--- START ---

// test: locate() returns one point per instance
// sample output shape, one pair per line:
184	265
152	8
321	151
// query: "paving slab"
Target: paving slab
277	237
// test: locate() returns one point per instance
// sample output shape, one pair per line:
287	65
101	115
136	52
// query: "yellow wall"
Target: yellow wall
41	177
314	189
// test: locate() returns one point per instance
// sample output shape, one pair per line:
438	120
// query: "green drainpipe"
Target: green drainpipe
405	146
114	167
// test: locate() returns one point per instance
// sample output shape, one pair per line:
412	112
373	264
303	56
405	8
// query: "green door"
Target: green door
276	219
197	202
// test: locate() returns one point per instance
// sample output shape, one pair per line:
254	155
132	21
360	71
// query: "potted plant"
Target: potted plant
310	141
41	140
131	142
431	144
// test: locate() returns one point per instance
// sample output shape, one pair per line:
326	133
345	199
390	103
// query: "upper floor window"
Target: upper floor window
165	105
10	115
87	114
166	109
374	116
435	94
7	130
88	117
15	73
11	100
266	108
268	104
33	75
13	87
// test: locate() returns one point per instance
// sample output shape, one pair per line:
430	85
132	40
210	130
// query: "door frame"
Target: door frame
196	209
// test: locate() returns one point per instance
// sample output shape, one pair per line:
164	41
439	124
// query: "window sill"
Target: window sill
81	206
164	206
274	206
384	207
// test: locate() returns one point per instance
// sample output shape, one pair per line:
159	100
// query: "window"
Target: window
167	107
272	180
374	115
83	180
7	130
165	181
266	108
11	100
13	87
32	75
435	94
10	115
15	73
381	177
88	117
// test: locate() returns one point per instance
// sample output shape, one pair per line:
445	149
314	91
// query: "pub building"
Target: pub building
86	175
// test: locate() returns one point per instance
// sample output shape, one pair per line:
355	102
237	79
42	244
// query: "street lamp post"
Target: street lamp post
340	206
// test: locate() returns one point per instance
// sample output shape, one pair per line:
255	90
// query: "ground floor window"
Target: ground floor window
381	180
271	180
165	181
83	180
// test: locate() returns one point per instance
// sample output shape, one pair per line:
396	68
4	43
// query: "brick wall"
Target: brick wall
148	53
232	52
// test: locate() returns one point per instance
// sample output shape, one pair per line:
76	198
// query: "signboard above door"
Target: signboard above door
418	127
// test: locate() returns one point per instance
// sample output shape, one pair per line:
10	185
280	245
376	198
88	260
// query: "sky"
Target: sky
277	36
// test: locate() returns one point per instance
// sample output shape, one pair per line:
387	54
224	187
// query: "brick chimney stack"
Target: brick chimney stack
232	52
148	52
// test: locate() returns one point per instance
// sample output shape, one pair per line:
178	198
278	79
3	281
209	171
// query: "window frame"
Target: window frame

--- END ---

**Exercise brief:** Every entry shown above should be transcribed without alteration.

**Completed exercise:**
// test: locate() returns one point per instance
// sample output shape, one pair per line:
184	265
152	8
321	151
// query: "paving slab"
Target: paving slab
277	237
// test: locate() returns one point per instance
// sample output shape, one pair per line:
287	65
101	115
136	52
// query: "yellow wall"
Target: yellow wall
41	177
314	189
// test: locate() returns one point per instance
// sample output shape, one pair per line:
438	120
// query: "green drainpipe"
Target: green drainpipe
405	146
114	167
// test: locate() returns one point per instance
// sample output shape, one pair per line:
412	112
373	264
303	56
405	8
// query: "green door"
Target: green door
276	219
197	202
// test: locate() returns one point per instance
// sample output shape, one pair per line:
254	155
132	21
360	71
// query: "potted plant"
Target: potted plant
310	141
41	140
131	142
431	144
// test: locate() returns one point per instance
// sample output shape, one pair per line:
326	133
345	199
390	103
// query: "upper floor window"
Target: upper floor window
165	105
10	115
87	114
166	109
374	116
435	94
7	130
88	117
15	73
11	100
266	108
268	104
33	75
13	87
// test: locate() returns one point per instance
// sample output shape, one pair per line:
430	85
132	40
210	130
// query: "door frame"
Target: door frame
196	209
// test: locate() returns one point per instance
// sample output shape, one pair per line:
164	41
439	124
// query: "window sill"
Target: window sill
81	206
164	206
274	206
384	207
// test: locate() returns one point per instance
// sample output shape, one pair per line:
159	100
// query: "window"
Target: window
167	107
272	180
374	115
83	180
7	130
165	181
266	108
11	100
13	87
32	75
435	94
10	115
15	73
381	177
88	117
// test: locate() returns one point per instance
// sample output shape, one pair per line:
445	149
314	91
// query: "pub building"
Target: pub building
86	175
// test: locate() returns one point per instance
// sample output shape, one pair per line:
355	102
237	79
42	244
// query: "street lamp post"
Target: street lamp post
340	206
// test: locate() returns one point per instance
// sample output shape, one pair per line:
255	90
// query: "ground floor window"
Target: ground floor window
381	180
271	180
165	181
83	180
// test: locate() returns one point per instance
// sample output shape, one pair per line:
396	68
4	43
// query: "brick wall"
Target: brick wall
148	53
232	52
// test: locate() returns one point per instance
// sample output shape, one pair per line:
76	198
// query: "signboard above door"
Target: signboard above door
418	127
// test: locate() returns one point per instance
// sample output shape, one pair per line:
10	185
280	245
376	198
88	260
// query: "sky"
Target: sky
277	36
// test: locate() returns one point per instance
// sample output shape, one pair per line:
387	54
224	187
// query: "brick chimney stack"
Target: brick chimney stack
232	52
148	52
// test: locate() returns one point per instance
// sample output shape, one pair per line:
178	198
278	79
3	281
209	171
// query: "window frame"
Target: window frame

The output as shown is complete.